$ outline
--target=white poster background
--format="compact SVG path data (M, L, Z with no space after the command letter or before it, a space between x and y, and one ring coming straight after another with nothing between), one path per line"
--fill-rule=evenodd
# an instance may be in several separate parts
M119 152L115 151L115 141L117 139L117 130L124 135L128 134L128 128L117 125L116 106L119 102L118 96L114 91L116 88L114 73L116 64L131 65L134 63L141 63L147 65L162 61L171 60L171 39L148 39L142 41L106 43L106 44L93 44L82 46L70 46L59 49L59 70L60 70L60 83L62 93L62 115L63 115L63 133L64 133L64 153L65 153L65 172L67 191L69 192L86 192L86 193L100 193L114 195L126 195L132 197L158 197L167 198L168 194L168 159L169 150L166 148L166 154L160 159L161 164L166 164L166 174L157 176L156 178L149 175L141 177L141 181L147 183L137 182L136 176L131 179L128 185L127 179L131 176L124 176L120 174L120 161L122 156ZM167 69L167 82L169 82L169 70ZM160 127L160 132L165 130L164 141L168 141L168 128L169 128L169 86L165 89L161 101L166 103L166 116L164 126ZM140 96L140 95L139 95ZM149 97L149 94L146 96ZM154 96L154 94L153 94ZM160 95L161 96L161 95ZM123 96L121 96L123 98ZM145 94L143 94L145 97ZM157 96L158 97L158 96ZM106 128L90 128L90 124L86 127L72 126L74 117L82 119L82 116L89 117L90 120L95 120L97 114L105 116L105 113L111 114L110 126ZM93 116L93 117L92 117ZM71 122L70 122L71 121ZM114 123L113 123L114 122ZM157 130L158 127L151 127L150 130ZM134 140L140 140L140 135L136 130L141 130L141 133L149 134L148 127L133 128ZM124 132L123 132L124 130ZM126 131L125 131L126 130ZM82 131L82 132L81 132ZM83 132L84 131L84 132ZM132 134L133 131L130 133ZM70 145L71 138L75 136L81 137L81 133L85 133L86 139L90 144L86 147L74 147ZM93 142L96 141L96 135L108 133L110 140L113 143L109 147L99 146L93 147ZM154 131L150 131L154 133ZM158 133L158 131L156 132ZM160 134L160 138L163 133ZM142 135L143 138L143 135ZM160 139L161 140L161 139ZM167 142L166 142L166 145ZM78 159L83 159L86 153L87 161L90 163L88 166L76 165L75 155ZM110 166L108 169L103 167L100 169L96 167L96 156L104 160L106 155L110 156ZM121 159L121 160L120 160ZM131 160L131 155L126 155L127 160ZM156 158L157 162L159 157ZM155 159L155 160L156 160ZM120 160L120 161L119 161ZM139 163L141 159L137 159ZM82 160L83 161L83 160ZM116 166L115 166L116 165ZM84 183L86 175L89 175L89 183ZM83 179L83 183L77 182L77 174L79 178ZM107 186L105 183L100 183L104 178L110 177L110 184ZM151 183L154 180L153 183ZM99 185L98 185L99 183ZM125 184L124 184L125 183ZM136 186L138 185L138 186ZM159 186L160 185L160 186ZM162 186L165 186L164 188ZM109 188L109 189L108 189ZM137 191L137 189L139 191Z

**WHAT THIS TASK INVOLVES:**
Please copy the records above word for word, from the first line through the line containing "# an instance", including both ends.

**RESPONSE TO THIS EXERCISE:**
$ outline
--target=white poster background
--format="compact SVG path data (M, L, Z with no space after the command letter or before it, a space between x and y, and one ring coming straight after another with nothing between), one path per line"
--fill-rule=evenodd
# an instance may be in several separate parts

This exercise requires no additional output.